◆ Aim of the exercise
Starting at the beginning of the data and going on through the line with "0;94;209;116", copy the lines again with "misty hill" swapped for "foggy hill" and everything else unchanged. Leave the pictures out.

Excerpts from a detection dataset
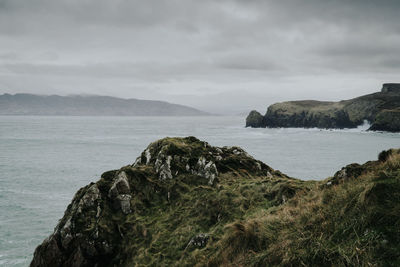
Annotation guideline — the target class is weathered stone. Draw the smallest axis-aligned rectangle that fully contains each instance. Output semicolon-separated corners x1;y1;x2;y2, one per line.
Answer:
246;83;400;132
369;108;400;132
186;233;210;248
246;110;265;128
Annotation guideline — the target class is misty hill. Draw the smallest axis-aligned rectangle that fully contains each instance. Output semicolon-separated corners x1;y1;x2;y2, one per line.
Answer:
30;137;400;267
246;83;400;132
0;94;209;116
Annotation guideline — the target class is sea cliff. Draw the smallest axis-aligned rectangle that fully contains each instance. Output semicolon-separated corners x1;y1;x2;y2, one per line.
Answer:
246;83;400;132
31;137;400;266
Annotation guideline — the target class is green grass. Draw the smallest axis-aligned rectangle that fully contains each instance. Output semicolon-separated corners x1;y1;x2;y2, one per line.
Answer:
31;138;400;266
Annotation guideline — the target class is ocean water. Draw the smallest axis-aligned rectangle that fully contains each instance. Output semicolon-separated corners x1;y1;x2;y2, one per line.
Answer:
0;116;400;266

◆ Solved problem
Annotation guideline — the target class is weathered stone. Draw the smallest axis-aligned rectangle that fully contains each instance. Output semicolon-separated corners x1;y1;x2;y2, one per line.
Answer:
246;83;400;132
369;108;400;132
186;233;210;248
246;110;265;128
Annotation guideline — the target class is foggy hill. Draw the smallest axis-aligned rectangle that fully contains each instance. Output semicolon-separated corners x1;y1;x2;y2, one per line.
Answer:
30;137;400;267
246;83;400;132
0;94;209;116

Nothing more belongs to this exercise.